15 views 6 min 0 Comment

Western war reporting is selective and the real stories of the Kosovan crisis remain largely untold

- August 1, 2011

Last week, 14 members of the same Iraqi family
were reportedly killed when their house was hit by a missile. There were
no military installations nearby.

On August 11, an unconfirmed number of people died when a 4th-century
Christian monastery was bombed as they gathered to watch the solar
eclipse. In May, a friend travelling in northern Iraq came upon the
remains of a flock of sheep with blast injuries. A shepherd and his
family of six had been bombed to death on one day, his sheep the next.
Apart from a news-in-brief item in the Guardian, this was not news in
Britain.

Such acts of murder are routine, carried out by US and British pilots
over Iraq. “We do not target civilians” and “pilots are defending
themselves”, say the foreign office. It is a deceit reminiscent of the
long-running lie that Hawk aircraft were not operating in East Timor.
Mostly, lying is unnecessary, as Orwell pointed out in the preface to
Animal Farm, when “inconvenient facts [are] kept dark”. A recent Unicef
report that child deaths in Iraq had doubled to half a million briefly
broke the silence, presumably because it was “measured” – that is, it
usefully shifted the blame a few centimetres from the Anglo-American-
led sanctions to the Iraqi regime.

Numerous other studies on the suffering of the civilian population of
Iraq have been ignored or buried. A Unicef report in 1997, which left
no doubt that the malnourishment of a million children was caused by
“the impact of sanctions”, was confined largely to an article in the
Economist. In 1995, the UN Food and Agricultural Organisation concluded
that “the moral, financial and political standing of the international
community intent on maintaining economic sanctions is challenged by the
estimate that since August 1990, 567,000 children in Iraq have died as a
consequence.” That is four times the number of children who died at
Hiroshima.

According to the Guardian’s data base, it was reported in two
paragraphs in this newspaper and the Times, and in one sentence in the
Financial Times. There was no political debate, and there is none now.
The prime minister is never required to defend policies which, by the
definition of various international conventions, are genocidal.

» WHAT THE EXERCISE ASKS
Answer these questions from the article on war reporting.
1. How many members of one Iraqi family were reportedly killed when a missile hit their house?
2. In which publication was the 1997 Unicef report on child malnourishment largely confined to an article?
3. How many children in Iraq had died since August 1990, according to the 1995 estimate of the UN Food and Agricultural Organisation?
The entries have no connection to the article on war reporting.

» SOURCE MATERIAL
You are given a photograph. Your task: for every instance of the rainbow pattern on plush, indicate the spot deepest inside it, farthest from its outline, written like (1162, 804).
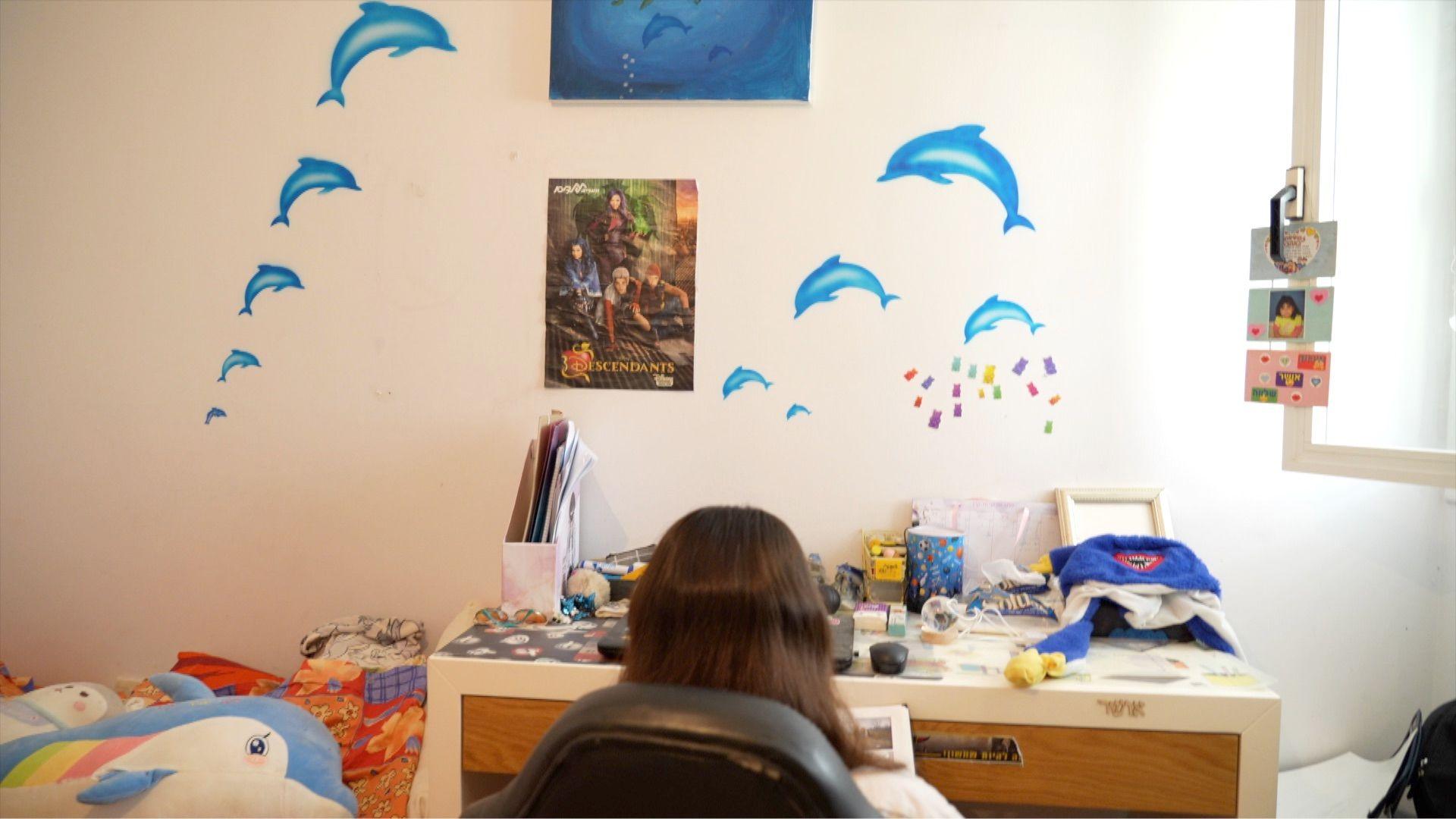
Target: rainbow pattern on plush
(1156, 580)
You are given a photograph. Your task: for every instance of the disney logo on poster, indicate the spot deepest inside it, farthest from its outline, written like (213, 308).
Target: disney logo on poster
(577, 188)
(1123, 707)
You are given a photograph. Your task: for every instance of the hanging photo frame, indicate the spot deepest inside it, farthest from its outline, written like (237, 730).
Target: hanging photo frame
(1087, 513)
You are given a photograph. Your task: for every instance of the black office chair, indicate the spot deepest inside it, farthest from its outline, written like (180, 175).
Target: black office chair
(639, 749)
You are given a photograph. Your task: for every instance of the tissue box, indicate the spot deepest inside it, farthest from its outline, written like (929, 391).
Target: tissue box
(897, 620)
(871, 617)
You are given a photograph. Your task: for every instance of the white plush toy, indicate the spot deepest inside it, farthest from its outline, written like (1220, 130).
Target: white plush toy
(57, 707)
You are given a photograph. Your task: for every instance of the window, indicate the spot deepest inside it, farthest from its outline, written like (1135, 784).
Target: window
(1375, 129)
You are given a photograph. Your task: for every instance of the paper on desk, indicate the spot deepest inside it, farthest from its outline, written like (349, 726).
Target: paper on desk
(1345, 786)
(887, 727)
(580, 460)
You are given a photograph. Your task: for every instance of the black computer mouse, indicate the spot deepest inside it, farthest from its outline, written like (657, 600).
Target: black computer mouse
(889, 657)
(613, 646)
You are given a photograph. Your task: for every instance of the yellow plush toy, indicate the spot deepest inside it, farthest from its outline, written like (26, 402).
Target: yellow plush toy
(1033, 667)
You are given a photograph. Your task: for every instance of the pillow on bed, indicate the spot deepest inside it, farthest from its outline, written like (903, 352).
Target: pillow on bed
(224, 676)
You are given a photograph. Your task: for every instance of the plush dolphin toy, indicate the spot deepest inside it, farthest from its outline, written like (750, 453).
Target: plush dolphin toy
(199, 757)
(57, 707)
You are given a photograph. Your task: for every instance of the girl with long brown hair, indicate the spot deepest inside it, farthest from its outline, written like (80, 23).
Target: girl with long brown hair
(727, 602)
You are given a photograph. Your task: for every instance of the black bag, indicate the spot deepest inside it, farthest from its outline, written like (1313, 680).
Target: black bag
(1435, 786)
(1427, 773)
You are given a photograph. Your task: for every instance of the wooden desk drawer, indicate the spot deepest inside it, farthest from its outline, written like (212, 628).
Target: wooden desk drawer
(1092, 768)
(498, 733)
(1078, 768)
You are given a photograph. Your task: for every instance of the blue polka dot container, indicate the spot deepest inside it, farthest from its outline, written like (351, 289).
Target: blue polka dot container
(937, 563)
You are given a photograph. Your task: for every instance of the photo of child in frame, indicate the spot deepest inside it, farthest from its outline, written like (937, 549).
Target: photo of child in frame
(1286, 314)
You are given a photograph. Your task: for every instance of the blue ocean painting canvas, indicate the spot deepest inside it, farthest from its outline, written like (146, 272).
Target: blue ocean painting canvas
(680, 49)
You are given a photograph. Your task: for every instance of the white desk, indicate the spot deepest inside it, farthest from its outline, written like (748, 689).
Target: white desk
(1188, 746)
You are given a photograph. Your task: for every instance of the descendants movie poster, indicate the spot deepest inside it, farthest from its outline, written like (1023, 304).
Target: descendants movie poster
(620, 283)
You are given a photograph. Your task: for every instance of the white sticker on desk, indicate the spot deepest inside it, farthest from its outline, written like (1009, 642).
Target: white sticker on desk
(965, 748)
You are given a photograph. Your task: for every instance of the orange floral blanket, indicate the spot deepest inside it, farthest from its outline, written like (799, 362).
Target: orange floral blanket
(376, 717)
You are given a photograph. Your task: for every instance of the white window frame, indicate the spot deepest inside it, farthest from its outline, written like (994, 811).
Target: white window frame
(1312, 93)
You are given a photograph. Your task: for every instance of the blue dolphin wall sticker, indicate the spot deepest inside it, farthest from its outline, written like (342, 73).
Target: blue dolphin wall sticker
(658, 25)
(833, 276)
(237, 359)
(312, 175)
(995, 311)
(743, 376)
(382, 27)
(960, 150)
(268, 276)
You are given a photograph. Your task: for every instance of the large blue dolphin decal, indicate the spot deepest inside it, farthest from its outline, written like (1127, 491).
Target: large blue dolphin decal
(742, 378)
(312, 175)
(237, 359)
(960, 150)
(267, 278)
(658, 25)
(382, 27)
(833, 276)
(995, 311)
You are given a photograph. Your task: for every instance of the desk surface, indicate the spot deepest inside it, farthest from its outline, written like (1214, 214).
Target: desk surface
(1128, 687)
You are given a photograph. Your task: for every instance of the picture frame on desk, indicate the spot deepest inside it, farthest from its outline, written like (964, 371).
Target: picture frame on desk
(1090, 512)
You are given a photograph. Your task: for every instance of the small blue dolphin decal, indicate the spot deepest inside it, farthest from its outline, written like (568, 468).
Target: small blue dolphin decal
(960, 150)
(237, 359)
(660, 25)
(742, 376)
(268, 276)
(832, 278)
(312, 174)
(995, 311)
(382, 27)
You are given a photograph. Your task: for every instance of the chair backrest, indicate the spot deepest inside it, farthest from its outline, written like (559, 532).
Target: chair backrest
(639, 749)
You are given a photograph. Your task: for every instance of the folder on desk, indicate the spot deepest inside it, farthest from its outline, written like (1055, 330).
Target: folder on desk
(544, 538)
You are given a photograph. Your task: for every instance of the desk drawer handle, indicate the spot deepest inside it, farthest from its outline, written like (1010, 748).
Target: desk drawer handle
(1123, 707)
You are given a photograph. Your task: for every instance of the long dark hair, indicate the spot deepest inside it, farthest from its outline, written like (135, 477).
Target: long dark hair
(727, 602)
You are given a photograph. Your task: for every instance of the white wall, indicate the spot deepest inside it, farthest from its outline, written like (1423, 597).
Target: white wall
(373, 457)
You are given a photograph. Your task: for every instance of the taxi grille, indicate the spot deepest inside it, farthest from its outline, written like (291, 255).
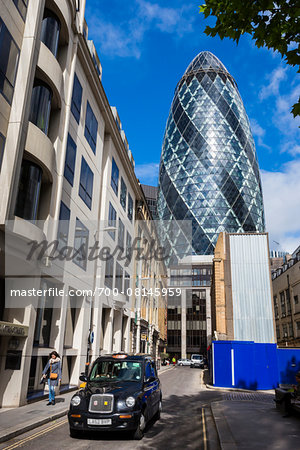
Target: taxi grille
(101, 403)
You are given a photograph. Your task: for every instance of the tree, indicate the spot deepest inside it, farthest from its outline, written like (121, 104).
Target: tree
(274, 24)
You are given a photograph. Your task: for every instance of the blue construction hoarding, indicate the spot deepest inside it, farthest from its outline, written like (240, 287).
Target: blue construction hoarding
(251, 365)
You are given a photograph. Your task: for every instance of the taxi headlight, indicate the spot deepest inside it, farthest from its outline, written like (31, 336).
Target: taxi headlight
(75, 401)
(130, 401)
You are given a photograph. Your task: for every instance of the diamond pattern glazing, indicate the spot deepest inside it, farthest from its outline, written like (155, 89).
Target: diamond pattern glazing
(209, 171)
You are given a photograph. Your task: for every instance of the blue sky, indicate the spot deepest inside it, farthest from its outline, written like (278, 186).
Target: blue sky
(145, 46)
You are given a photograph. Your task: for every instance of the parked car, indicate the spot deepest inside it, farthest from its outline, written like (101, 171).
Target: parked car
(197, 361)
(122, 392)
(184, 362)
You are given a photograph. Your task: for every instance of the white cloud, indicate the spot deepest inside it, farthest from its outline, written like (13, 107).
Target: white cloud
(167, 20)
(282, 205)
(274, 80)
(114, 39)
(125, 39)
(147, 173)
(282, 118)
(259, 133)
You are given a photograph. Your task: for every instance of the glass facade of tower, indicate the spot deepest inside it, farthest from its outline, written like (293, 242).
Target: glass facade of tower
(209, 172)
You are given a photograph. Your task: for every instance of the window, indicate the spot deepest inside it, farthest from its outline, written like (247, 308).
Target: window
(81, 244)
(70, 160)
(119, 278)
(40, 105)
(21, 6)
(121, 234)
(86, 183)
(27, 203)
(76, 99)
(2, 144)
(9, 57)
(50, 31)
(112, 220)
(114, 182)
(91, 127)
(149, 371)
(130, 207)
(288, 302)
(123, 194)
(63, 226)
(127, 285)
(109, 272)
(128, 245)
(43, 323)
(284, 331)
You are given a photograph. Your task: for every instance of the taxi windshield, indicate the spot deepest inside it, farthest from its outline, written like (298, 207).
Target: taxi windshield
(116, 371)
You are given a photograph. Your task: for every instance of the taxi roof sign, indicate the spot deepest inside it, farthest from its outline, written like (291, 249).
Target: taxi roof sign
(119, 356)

» WRITTEN ANSWER
1. 14
2. The Economist
3. 567,000